### Try it
Look for "[mark] the dark jacket" in the entries below. Then write out exactly the line that holds it and every line after it, to the last, and nothing else.

[Data — start]

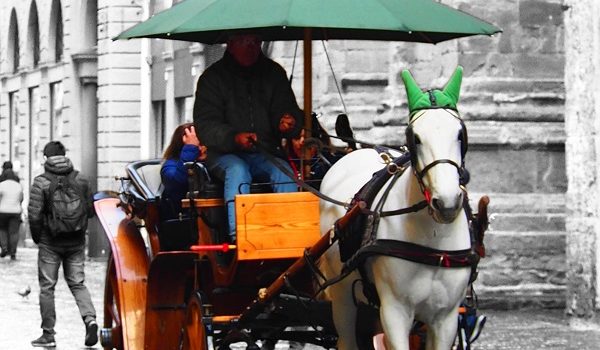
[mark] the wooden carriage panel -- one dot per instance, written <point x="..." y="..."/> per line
<point x="170" y="282"/>
<point x="131" y="264"/>
<point x="276" y="225"/>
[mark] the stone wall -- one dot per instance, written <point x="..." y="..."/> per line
<point x="513" y="100"/>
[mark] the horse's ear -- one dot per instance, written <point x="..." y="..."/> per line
<point x="413" y="91"/>
<point x="452" y="88"/>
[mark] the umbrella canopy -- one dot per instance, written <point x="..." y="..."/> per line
<point x="210" y="21"/>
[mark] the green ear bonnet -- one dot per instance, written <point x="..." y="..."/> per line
<point x="446" y="98"/>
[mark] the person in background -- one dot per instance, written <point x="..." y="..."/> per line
<point x="58" y="243"/>
<point x="316" y="152"/>
<point x="11" y="197"/>
<point x="242" y="100"/>
<point x="184" y="147"/>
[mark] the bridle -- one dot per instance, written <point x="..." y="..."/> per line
<point x="412" y="140"/>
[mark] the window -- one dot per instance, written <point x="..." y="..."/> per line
<point x="56" y="106"/>
<point x="158" y="128"/>
<point x="56" y="31"/>
<point x="33" y="36"/>
<point x="13" y="43"/>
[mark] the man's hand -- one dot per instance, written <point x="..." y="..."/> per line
<point x="245" y="139"/>
<point x="287" y="123"/>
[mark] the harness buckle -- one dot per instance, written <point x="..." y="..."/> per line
<point x="387" y="159"/>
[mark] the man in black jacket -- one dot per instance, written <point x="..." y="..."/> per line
<point x="55" y="248"/>
<point x="242" y="99"/>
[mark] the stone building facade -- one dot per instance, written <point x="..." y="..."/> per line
<point x="113" y="102"/>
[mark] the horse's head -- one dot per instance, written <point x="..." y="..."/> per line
<point x="437" y="141"/>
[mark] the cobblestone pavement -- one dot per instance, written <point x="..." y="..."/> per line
<point x="20" y="318"/>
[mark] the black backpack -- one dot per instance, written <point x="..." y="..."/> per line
<point x="66" y="204"/>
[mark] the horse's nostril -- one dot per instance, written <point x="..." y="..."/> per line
<point x="437" y="203"/>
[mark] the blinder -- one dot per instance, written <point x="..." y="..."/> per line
<point x="412" y="140"/>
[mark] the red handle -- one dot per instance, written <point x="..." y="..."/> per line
<point x="225" y="247"/>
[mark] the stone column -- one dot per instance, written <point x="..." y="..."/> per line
<point x="582" y="123"/>
<point x="118" y="91"/>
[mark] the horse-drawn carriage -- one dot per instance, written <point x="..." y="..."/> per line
<point x="387" y="245"/>
<point x="405" y="230"/>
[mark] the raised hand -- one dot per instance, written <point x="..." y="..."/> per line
<point x="287" y="123"/>
<point x="190" y="138"/>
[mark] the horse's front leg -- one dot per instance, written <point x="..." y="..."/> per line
<point x="442" y="332"/>
<point x="396" y="321"/>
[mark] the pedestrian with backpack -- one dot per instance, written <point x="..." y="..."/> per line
<point x="60" y="204"/>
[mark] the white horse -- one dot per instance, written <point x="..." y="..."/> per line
<point x="408" y="290"/>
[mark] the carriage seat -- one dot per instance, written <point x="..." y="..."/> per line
<point x="145" y="175"/>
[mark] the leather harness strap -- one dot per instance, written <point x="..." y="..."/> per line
<point x="413" y="252"/>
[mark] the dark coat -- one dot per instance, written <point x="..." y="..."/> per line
<point x="37" y="210"/>
<point x="231" y="99"/>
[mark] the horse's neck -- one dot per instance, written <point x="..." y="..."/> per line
<point x="420" y="227"/>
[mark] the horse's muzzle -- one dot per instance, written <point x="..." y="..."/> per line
<point x="445" y="211"/>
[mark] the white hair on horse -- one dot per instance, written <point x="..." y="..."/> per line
<point x="407" y="290"/>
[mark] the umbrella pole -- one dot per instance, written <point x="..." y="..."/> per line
<point x="307" y="43"/>
<point x="307" y="81"/>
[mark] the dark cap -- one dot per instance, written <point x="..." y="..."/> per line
<point x="54" y="148"/>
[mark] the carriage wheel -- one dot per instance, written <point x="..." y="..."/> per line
<point x="111" y="333"/>
<point x="194" y="333"/>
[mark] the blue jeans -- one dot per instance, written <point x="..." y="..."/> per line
<point x="9" y="232"/>
<point x="240" y="169"/>
<point x="73" y="259"/>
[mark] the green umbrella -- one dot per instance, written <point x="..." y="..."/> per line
<point x="207" y="21"/>
<point x="210" y="21"/>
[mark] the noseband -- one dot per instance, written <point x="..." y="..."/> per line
<point x="411" y="144"/>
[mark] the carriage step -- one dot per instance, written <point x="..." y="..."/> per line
<point x="168" y="307"/>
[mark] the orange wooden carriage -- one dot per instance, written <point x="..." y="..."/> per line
<point x="215" y="294"/>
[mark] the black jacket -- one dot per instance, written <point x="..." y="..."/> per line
<point x="37" y="209"/>
<point x="231" y="99"/>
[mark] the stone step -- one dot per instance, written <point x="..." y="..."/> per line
<point x="524" y="212"/>
<point x="522" y="202"/>
<point x="523" y="269"/>
<point x="527" y="222"/>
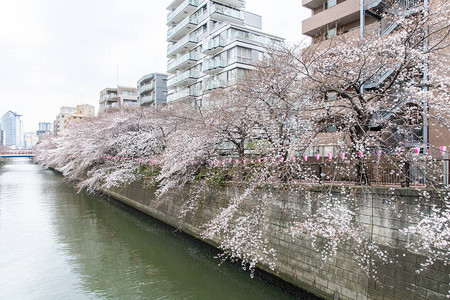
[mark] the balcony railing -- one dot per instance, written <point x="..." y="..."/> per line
<point x="193" y="21"/>
<point x="186" y="77"/>
<point x="214" y="66"/>
<point x="186" y="42"/>
<point x="235" y="3"/>
<point x="147" y="99"/>
<point x="147" y="87"/>
<point x="181" y="61"/>
<point x="174" y="15"/>
<point x="227" y="12"/>
<point x="214" y="84"/>
<point x="214" y="46"/>
<point x="182" y="95"/>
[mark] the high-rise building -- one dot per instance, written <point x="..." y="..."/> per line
<point x="30" y="140"/>
<point x="12" y="129"/>
<point x="45" y="126"/>
<point x="45" y="129"/>
<point x="64" y="113"/>
<point x="211" y="44"/>
<point x="2" y="136"/>
<point x="117" y="98"/>
<point x="152" y="89"/>
<point x="83" y="111"/>
<point x="331" y="18"/>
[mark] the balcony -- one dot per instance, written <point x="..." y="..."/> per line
<point x="343" y="13"/>
<point x="214" y="46"/>
<point x="311" y="4"/>
<point x="185" y="44"/>
<point x="183" y="62"/>
<point x="111" y="96"/>
<point x="233" y="3"/>
<point x="225" y="14"/>
<point x="186" y="8"/>
<point x="183" y="95"/>
<point x="147" y="87"/>
<point x="147" y="100"/>
<point x="214" y="84"/>
<point x="214" y="66"/>
<point x="183" y="28"/>
<point x="185" y="78"/>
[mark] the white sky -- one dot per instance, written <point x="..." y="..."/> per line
<point x="57" y="53"/>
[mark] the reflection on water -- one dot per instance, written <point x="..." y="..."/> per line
<point x="55" y="243"/>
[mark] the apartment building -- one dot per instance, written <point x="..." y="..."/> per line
<point x="211" y="44"/>
<point x="64" y="113"/>
<point x="12" y="127"/>
<point x="45" y="129"/>
<point x="69" y="114"/>
<point x="2" y="136"/>
<point x="152" y="89"/>
<point x="117" y="98"/>
<point x="82" y="112"/>
<point x="331" y="18"/>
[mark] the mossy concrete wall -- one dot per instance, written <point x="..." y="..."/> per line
<point x="297" y="262"/>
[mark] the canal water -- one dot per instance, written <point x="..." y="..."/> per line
<point x="59" y="244"/>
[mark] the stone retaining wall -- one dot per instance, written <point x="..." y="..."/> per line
<point x="297" y="262"/>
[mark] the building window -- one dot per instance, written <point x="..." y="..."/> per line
<point x="331" y="3"/>
<point x="331" y="33"/>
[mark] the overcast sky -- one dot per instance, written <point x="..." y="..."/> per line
<point x="57" y="53"/>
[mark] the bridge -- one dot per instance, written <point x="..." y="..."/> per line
<point x="18" y="153"/>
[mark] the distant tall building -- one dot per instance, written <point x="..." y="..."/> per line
<point x="211" y="45"/>
<point x="64" y="113"/>
<point x="2" y="136"/>
<point x="152" y="89"/>
<point x="12" y="129"/>
<point x="45" y="129"/>
<point x="30" y="140"/>
<point x="117" y="98"/>
<point x="83" y="111"/>
<point x="45" y="126"/>
<point x="72" y="114"/>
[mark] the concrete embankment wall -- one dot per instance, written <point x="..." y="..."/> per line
<point x="298" y="263"/>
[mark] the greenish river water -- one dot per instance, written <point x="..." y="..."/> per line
<point x="59" y="244"/>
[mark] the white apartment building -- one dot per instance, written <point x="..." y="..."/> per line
<point x="65" y="112"/>
<point x="211" y="44"/>
<point x="117" y="98"/>
<point x="152" y="89"/>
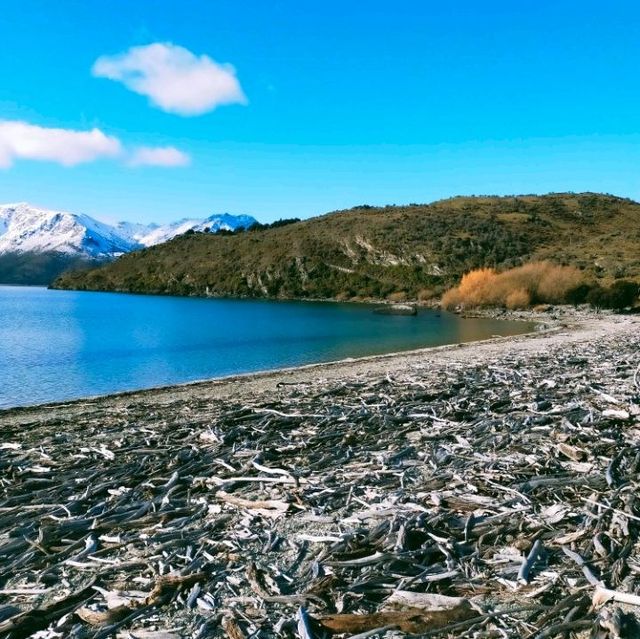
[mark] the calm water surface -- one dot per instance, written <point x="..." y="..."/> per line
<point x="61" y="345"/>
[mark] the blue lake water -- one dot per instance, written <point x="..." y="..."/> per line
<point x="61" y="345"/>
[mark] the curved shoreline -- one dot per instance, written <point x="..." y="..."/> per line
<point x="565" y="326"/>
<point x="445" y="469"/>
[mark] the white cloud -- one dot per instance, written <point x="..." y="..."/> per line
<point x="158" y="156"/>
<point x="173" y="78"/>
<point x="20" y="140"/>
<point x="23" y="141"/>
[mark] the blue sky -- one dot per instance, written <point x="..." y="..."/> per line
<point x="328" y="104"/>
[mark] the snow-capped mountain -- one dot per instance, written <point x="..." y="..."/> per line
<point x="28" y="229"/>
<point x="25" y="228"/>
<point x="155" y="234"/>
<point x="36" y="244"/>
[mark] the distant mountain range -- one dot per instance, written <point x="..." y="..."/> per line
<point x="395" y="252"/>
<point x="36" y="244"/>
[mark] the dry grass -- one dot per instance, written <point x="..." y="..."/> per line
<point x="534" y="283"/>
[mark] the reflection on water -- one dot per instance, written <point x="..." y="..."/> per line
<point x="59" y="345"/>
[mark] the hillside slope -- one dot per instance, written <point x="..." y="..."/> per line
<point x="399" y="251"/>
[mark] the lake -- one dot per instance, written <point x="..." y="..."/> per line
<point x="63" y="345"/>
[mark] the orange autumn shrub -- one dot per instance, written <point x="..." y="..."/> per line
<point x="520" y="287"/>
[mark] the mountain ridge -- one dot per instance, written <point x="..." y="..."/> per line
<point x="393" y="252"/>
<point x="37" y="244"/>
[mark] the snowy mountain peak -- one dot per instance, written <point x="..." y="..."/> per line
<point x="25" y="228"/>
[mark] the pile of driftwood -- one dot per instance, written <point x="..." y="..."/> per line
<point x="490" y="500"/>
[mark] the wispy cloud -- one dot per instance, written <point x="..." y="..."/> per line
<point x="21" y="140"/>
<point x="158" y="156"/>
<point x="173" y="78"/>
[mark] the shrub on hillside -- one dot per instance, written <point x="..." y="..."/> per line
<point x="520" y="287"/>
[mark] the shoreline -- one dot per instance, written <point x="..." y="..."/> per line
<point x="255" y="380"/>
<point x="579" y="324"/>
<point x="361" y="490"/>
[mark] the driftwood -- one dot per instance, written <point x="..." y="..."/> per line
<point x="482" y="499"/>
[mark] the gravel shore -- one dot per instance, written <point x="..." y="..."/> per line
<point x="479" y="490"/>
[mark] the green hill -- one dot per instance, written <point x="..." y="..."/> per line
<point x="411" y="252"/>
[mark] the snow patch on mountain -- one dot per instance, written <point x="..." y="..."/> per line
<point x="25" y="228"/>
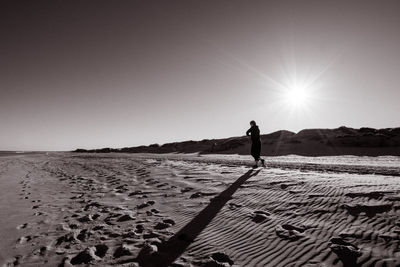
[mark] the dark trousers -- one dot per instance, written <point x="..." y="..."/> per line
<point x="256" y="150"/>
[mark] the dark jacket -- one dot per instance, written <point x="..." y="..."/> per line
<point x="254" y="132"/>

[Data — finish]

### Answer for this exercise
[mark] the dark jacket -- one dot per instance, written <point x="..." y="..."/> per line
<point x="254" y="132"/>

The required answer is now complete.